| Exercise requirements |
Could you print every entry below exactly as given?

START The records

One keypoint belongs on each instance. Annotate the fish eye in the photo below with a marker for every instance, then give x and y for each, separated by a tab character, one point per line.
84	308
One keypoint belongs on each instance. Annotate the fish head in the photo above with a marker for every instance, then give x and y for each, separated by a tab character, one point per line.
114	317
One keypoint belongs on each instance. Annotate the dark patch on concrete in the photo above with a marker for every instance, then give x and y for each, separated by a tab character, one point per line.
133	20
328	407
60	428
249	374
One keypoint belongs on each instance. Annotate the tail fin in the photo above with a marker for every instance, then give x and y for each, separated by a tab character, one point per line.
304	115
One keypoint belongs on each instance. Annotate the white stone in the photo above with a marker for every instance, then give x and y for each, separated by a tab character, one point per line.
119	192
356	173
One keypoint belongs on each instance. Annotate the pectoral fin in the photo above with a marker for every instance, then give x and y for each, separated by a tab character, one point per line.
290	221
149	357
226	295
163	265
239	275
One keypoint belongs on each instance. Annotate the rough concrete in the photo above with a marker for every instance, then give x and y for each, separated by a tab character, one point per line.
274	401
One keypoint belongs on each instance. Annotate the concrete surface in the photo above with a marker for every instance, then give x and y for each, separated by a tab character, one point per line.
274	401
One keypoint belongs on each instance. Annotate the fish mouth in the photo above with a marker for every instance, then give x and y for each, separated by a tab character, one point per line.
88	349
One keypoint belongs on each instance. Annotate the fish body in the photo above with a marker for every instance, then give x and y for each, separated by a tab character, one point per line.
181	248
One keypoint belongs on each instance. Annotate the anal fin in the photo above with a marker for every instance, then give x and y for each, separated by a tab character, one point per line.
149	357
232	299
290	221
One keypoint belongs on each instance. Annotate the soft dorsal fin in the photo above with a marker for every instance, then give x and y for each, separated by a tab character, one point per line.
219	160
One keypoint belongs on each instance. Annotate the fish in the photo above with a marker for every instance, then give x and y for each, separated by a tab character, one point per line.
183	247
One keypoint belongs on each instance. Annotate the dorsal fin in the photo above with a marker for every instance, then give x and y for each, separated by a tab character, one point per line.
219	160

END The records

| Expected answer |
One keypoint belongs on each instance. Annotate the fish eye in the photo below with a marker for every instance, then give x and y for each, separated by a tab character, one point per line.
84	308
One keypoint belongs on each instance. Annotate the fish head in the photo above with a marker for every instance, then give x and y for each, separated by a tab character, one point per line.
114	317
One keypoint belongs on each instance. Annotate the dark patch on concrete in the photo above with a marker for every instance, then give x and y for each, separated by a tab character, one point per line.
133	20
328	407
60	428
249	374
One keypoint belongs on each instance. Annotate the tail fin in the photo above with a marker for every instance, then give x and y for each, separated by a tab character, one point per line.
304	115
One keypoint belongs on each instance. Annotate the white stone in the photo above with a marker for every instance, then give x and y for each, separated by a tab character, one point per line.
119	192
356	173
One keypoint belongs on each instance. Annotate the pectoral fin in the photo above with a marker for every instance, then give x and y for each, separated by a tab character, one point per line.
290	221
149	357
226	295
163	265
239	275
One keypoint belongs on each instance. Annotate the rough concrete in the photo above with a marker for every instance, then give x and y for each, separated by a tab character, one point per line.
274	401
One keypoint belongs on each instance. Annotate the concrete surface in the photo above with a marker for every instance, then give x and y for each, separated by a tab character, one point per line.
274	401
One keypoint belongs on each instance. Annotate the fish mouth in the photo above with a marker for every instance, then give x and y for each, separated by a tab character, one point per line.
88	349
One keypoint belongs on each instance. Annotate the fish body in the photo above with a marker for every instance, then give x and y for each, separated by a tab character, one point per line.
181	248
One keypoint belongs on each instance. Annotate the anal fin in the photo above with a marker for every instance, then give x and y for each, separated by a tab character, one point per line.
149	357
232	299
290	221
One keypoint belongs on each instance. Annotate the soft dorsal fin in the photo above with a marker for every instance, then give x and y for each, separated by a tab character, one point per line.
219	160
One keypoint belongs on each instance. Annotate the fish in the photo above with a marker for every instance, then give x and y for each, separated by a tab character, one point per line.
183	247
One keypoint belongs on each instance. Annotate the dorsal fin in the photo above with a marker for every instance, then give x and y for each, separated by a tab character, one point per line.
219	160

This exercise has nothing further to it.